- [TASK BRIEF]
Reproduce all entries precisely, down to the last character.
## START
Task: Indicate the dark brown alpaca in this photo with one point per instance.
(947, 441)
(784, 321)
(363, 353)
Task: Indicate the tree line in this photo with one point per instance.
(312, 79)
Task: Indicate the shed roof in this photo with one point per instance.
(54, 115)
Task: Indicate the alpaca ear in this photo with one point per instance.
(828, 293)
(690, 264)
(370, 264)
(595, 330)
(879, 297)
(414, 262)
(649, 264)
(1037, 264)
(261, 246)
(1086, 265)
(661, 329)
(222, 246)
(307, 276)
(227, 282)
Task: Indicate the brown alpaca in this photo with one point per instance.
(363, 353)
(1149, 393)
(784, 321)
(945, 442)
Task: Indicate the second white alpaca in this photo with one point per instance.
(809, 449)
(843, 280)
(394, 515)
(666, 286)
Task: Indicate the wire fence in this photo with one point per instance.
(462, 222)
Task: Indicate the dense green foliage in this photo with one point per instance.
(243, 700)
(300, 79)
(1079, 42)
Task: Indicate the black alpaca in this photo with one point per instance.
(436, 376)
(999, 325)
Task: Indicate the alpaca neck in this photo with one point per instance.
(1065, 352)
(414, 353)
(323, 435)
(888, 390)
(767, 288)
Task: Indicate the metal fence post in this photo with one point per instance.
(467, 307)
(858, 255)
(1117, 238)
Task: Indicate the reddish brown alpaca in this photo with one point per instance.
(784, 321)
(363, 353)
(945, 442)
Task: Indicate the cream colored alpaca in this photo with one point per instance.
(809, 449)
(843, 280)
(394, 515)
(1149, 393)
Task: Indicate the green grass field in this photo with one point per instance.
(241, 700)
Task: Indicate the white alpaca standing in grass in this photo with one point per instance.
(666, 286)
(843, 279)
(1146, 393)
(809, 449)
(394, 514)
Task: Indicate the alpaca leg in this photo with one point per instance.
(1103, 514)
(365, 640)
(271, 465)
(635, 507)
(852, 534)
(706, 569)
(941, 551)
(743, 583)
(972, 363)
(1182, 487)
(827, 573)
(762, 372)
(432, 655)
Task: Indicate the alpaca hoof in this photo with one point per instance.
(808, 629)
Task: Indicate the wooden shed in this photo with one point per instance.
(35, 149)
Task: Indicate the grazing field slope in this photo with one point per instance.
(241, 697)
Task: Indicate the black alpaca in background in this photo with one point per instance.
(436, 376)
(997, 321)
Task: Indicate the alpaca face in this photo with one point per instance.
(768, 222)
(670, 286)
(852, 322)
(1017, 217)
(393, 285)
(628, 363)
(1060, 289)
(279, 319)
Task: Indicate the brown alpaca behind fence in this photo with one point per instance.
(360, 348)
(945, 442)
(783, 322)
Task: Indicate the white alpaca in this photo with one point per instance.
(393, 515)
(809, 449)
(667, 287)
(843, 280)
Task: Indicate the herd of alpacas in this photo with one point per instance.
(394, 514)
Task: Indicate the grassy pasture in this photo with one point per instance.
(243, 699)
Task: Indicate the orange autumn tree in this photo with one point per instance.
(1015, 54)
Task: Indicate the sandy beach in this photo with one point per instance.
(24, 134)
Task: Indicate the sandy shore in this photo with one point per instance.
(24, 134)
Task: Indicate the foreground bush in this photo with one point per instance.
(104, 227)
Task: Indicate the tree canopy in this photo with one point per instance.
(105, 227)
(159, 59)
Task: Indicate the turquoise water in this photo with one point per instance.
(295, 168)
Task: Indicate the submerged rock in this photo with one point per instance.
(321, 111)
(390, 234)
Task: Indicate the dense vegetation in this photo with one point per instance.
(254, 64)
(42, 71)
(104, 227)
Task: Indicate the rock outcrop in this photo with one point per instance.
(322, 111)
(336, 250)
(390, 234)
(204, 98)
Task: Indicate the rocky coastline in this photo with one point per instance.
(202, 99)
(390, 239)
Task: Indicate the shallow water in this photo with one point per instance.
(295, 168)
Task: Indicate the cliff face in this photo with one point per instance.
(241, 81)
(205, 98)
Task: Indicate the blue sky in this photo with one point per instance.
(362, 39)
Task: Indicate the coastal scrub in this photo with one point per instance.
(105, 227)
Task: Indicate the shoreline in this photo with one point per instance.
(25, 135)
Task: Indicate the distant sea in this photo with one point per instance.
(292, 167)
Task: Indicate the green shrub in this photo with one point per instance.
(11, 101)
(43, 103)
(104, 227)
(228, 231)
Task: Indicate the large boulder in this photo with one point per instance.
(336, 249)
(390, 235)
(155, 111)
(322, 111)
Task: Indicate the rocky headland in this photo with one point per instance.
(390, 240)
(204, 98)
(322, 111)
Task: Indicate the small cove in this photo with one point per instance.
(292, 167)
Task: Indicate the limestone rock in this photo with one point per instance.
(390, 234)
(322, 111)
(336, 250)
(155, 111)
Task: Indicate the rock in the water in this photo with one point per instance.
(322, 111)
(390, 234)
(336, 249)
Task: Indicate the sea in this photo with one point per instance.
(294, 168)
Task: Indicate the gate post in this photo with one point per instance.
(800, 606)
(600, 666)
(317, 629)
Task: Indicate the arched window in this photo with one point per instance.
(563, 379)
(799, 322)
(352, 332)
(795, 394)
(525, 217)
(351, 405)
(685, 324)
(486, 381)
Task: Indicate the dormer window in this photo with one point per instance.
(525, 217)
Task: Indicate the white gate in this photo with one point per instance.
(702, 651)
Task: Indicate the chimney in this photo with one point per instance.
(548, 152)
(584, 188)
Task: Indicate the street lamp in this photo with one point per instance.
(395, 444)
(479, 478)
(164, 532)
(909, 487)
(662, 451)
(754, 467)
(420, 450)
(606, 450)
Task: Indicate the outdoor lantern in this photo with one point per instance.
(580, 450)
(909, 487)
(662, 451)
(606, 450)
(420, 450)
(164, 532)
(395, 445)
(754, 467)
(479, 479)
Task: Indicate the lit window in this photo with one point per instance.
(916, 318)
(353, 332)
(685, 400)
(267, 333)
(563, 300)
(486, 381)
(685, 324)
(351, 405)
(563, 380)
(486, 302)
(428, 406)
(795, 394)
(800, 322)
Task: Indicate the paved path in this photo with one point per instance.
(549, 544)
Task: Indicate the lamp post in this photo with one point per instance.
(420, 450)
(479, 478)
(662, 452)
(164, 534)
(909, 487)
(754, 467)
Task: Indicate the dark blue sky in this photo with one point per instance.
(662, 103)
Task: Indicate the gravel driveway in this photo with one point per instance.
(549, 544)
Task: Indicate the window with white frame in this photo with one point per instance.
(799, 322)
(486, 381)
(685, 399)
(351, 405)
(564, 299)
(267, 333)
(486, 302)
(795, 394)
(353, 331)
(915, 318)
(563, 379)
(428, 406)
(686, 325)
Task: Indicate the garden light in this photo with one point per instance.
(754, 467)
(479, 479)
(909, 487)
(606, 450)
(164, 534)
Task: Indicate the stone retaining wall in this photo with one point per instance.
## END
- [OUTPUT OF THE EXERCISE]
Task: Indicate the dark brown alpaca in this photo with one point per instance.
(947, 441)
(784, 321)
(363, 353)
Task: Indicate the tree line in this photo with one point per instance.
(312, 79)
Task: Indicate the shed roof in this photo with one point per instance.
(54, 115)
Task: Indicate the alpaca ear in this photo with one point per instance.
(828, 293)
(690, 264)
(370, 264)
(595, 330)
(879, 297)
(414, 262)
(649, 264)
(1037, 264)
(261, 246)
(1086, 265)
(661, 329)
(222, 246)
(307, 276)
(227, 282)
Task: Indicate the brown alpaca in this photo with one point per instance.
(363, 353)
(1149, 393)
(784, 321)
(945, 442)
Task: Indicate the second white alpaca in this photo with one point per instance.
(809, 449)
(843, 280)
(394, 515)
(666, 286)
Task: Indicate the wire fence in this photo with one point per instance.
(462, 222)
Task: Indicate the dense green foliage in this photo with one point per instance.
(243, 700)
(300, 79)
(1079, 42)
Task: Indicate the black alpaca in this photo with one point per instance.
(436, 376)
(999, 325)
Task: Indicate the alpaca neck in this photo with one point per instance.
(1065, 352)
(414, 353)
(323, 435)
(888, 390)
(767, 288)
Task: Indicate the metal fence post in this photo with one point per instance.
(467, 307)
(858, 255)
(1117, 238)
Task: Indicate the reddish brown alpaca in this photo with one point per instance.
(784, 321)
(363, 353)
(945, 442)
Task: Indicate the cream colored alpaca in this photo with one point per instance.
(809, 449)
(843, 280)
(394, 515)
(1149, 393)
Task: Indicate the green grass field in this photo with one point per instance.
(241, 700)
Task: Indicate the white alpaca standing in grass in this photo with one point per instance.
(666, 286)
(843, 279)
(1146, 393)
(809, 449)
(394, 514)
Task: Indicate the alpaca leg in this photo with one point per instance.
(1103, 514)
(365, 640)
(271, 465)
(635, 507)
(852, 534)
(706, 569)
(941, 551)
(743, 583)
(972, 363)
(1182, 487)
(827, 573)
(762, 372)
(432, 655)
Task: Indicate the alpaca hoof in this photo with one point per instance.
(808, 629)
Task: Indicate the wooden shed in this photo with one point per instance.
(35, 149)
Task: Indicate the grazing field slope in this photo with one point per instance.
(241, 697)
Task: Indicate the black alpaca in background in this photo with one point per instance.
(436, 376)
(997, 321)
Task: Indicate the alpaca face in this photo with one point per instance.
(768, 222)
(670, 286)
(852, 322)
(1017, 217)
(393, 285)
(628, 363)
(1060, 289)
(279, 319)
Task: Indicate the brown alpaca behind fence in this photo with one point per instance.
(360, 348)
(945, 442)
(783, 322)
Task: Indicate the white alpaca in this photo with one point per instance.
(393, 515)
(809, 449)
(667, 287)
(843, 280)
Task: Indicate the herd of alpacas in this photo with one point per instance.
(394, 514)
Task: Indicate the grassy pasture in this photo with one point per instance.
(243, 699)
Task: Indicate the orange autumn tree in this photo with one point per instance.
(1015, 54)
Task: Indicate the sandy beach in this photo with one point per instance.
(24, 134)
Task: Indicate the sandy shore in this photo with one point per instance.
(24, 134)
Task: Indicate the foreground bush in this photo with one point per instance.
(104, 227)
Task: Indicate the tree canopy in this photo with one point per instance.
(105, 227)
(159, 59)
Task: Indicate the turquoise water in this photo with one point per instance.
(295, 168)
Task: Indicate the submerged rock in this photo with one point per instance.
(321, 111)
(390, 234)
Task: Indicate the dense vegetation in this photo with one point per instance.
(254, 64)
(42, 71)
(104, 227)
Task: Indicate the rock outcrop in this photo with one point per instance.
(322, 111)
(336, 250)
(390, 234)
(204, 98)
Task: Indicate the rocky coastline in this photo with one point per instance.
(202, 99)
(390, 239)
Task: Indicate the shallow water in this photo with one point per instance.
(295, 168)
Task: Indicate the cliff face in this photo with one point per instance.
(241, 81)
(205, 98)
Task: Indicate the blue sky in this photo with one point per instance.
(362, 39)
Task: Indicate the coastal scrub in this photo with one point per instance.
(105, 227)
Task: Indicate the shoreline in this photo with one point per instance.
(25, 135)
Task: Indicate the distant sea in this photo with one point per instance.
(292, 167)
Task: Indicate the green shrub in this photo with one point per instance.
(11, 101)
(43, 103)
(104, 227)
(228, 231)
Task: Indicate the large boulder in this photo with one point per instance.
(336, 249)
(390, 235)
(155, 111)
(322, 111)
Task: Indicate the rocky headland in this photo with one point per instance.
(390, 240)
(204, 98)
(322, 111)
Task: Indicate the small cove in this photo with one point per instance.
(292, 167)
Task: Indicate the limestone rock in this photo with one point per instance.
(390, 234)
(322, 111)
(336, 250)
(155, 111)
Task: Indicate the rock in the water in this photo with one point per instance.
(322, 111)
(390, 234)
(336, 249)
Task: Indicate the sea in this photo with one point per instance.
(294, 168)
Task: Indicate the gate post in this photo with one point per instance.
(800, 606)
(600, 666)
(317, 629)
Task: Indicate the arched window in this photo with one point per instance.
(563, 379)
(799, 322)
(352, 332)
(795, 394)
(525, 217)
(351, 405)
(685, 324)
(486, 381)
Task: Indicate the dormer window in this photo with one point per instance.
(525, 217)
Task: Indicate the white gate in this photo with one point per instance.
(702, 651)
Task: Indicate the chimney in this photo with one point per instance.
(548, 152)
(584, 188)
Task: Indicate the street lamp in this photo with one point per instance.
(395, 444)
(479, 478)
(164, 532)
(909, 487)
(662, 451)
(754, 467)
(420, 450)
(606, 450)
Task: Indicate the outdoor lantern in this photo with one point per instance.
(580, 450)
(909, 487)
(662, 451)
(606, 450)
(420, 450)
(164, 532)
(395, 445)
(754, 467)
(479, 479)
Task: Indicate the lit window in this photo with one point per instance.
(916, 318)
(353, 332)
(685, 400)
(267, 333)
(563, 300)
(486, 381)
(685, 324)
(351, 405)
(563, 380)
(486, 302)
(428, 406)
(795, 394)
(800, 322)
Task: Indicate the paved path in this photo with one point per instance.
(549, 544)
Task: Indicate the lamp post in this photo with one point per instance.
(420, 450)
(479, 478)
(662, 452)
(164, 534)
(909, 487)
(754, 467)
Task: Indicate the dark blue sky in this photo with one point per instance.
(662, 103)
Task: Indicate the gravel driveway in this photo with one point per instance.
(549, 544)
Task: Indicate the window with white frame in this photo with one point per instance.
(799, 322)
(486, 381)
(685, 399)
(351, 405)
(564, 299)
(267, 333)
(486, 302)
(795, 394)
(353, 331)
(915, 318)
(563, 379)
(428, 406)
(686, 325)
Task: Indicate the garden light in this photo with one point per instance.
(754, 467)
(479, 479)
(909, 487)
(606, 450)
(164, 534)
Task: Indicate the stone retaining wall in this photo with one point per instance.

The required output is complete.